- WHAT IS BEING ASKED:
Render every line of the records below as a numbered list, omitting any blank lines.

- RECORDS SUPPLIED:
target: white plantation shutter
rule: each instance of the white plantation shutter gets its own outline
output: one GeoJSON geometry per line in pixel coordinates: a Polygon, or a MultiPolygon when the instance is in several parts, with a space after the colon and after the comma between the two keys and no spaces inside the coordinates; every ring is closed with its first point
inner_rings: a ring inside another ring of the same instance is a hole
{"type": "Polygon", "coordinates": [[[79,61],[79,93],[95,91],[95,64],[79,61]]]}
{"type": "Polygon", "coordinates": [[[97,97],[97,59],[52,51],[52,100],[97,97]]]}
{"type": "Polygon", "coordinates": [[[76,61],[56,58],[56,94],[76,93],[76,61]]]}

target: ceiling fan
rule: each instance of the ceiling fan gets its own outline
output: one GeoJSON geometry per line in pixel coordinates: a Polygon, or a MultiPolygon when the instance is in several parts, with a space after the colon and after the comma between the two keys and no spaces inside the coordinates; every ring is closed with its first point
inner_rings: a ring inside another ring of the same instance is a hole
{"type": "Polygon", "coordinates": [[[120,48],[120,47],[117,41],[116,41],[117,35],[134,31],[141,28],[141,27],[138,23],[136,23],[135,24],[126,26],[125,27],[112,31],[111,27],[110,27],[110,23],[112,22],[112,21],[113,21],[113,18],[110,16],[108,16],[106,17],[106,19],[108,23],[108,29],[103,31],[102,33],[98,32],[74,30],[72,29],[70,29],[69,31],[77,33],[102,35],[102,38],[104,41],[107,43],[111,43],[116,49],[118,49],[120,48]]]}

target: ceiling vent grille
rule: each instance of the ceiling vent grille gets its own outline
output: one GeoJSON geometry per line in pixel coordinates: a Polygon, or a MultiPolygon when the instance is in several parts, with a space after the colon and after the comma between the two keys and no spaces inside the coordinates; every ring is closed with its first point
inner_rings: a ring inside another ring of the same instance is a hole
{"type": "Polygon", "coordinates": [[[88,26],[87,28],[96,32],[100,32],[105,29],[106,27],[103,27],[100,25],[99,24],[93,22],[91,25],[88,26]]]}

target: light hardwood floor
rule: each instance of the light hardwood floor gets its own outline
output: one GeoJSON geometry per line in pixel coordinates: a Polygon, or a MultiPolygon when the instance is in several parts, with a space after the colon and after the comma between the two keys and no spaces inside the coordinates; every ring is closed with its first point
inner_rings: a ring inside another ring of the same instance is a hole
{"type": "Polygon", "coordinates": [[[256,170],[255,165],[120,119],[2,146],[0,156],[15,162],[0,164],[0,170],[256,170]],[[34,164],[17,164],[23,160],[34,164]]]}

- RESULT OF THIS TASK:
1. target: white plantation shutter
2. rule: each instance of the white plantation shutter gets its own outline
3. output: one GeoJSON geometry per line in pixel coordinates: a Polygon, or a MultiPolygon when the instance is in several parts, with a space after the colon and after the comma between the two keys and no spaces inside the coordinates; every ring is closed with its first point
4. inner_rings: a ring inside another ring of the same instance is a hole
5. {"type": "Polygon", "coordinates": [[[79,61],[79,93],[95,91],[95,64],[79,61]]]}
6. {"type": "Polygon", "coordinates": [[[97,97],[97,59],[52,51],[52,100],[97,97]]]}
7. {"type": "Polygon", "coordinates": [[[76,61],[56,58],[56,94],[76,93],[76,61]]]}
8. target: ceiling fan
9. rule: each instance of the ceiling fan gets its own outline
10. output: one GeoJSON geometry per line in pixel coordinates: a Polygon, or a MultiPolygon when the instance is in several parts, with a space after the colon and after the comma between the two keys and no spaces inside the coordinates; every ring is closed with its first point
11. inner_rings: a ring inside another ring of the same instance is a hole
12. {"type": "Polygon", "coordinates": [[[120,48],[120,47],[117,41],[116,41],[117,35],[134,31],[141,28],[141,27],[138,23],[136,23],[135,24],[126,26],[125,27],[112,31],[111,27],[110,27],[110,23],[112,22],[112,21],[113,21],[113,18],[110,16],[108,16],[106,17],[106,19],[108,23],[108,29],[103,31],[102,33],[98,32],[74,30],[72,29],[70,29],[69,31],[77,33],[102,35],[102,38],[104,41],[107,43],[111,43],[116,49],[118,49],[120,48]]]}
13. target: ceiling vent grille
14. rule: each instance of the ceiling vent grille gets its own outline
15. output: one GeoJSON geometry per line in pixel coordinates: a Polygon, or a MultiPolygon when the instance is in several parts, with a space after the colon and after the comma between the two keys and no spaces inside the coordinates; every ring is closed with its first point
16. inner_rings: a ring inside another ring of the same instance is a hole
17. {"type": "Polygon", "coordinates": [[[88,26],[87,28],[96,32],[100,32],[105,29],[106,27],[103,27],[100,25],[99,24],[93,22],[91,25],[88,26]]]}
18. target: light hardwood floor
19. rule: each instance of the light hardwood floor gets its own outline
20. output: one GeoJSON geometry per line in pixel coordinates: a Polygon, or a MultiPolygon when the instance is in several parts, with a space after the colon and after the comma between the two keys and no spaces inside the coordinates; every ring is closed with its first point
21. inner_rings: a ring inside another ring of the same instance is a hole
22. {"type": "Polygon", "coordinates": [[[256,170],[255,165],[120,119],[2,146],[0,156],[15,162],[0,164],[0,170],[256,170]],[[34,164],[17,164],[23,160],[34,164]]]}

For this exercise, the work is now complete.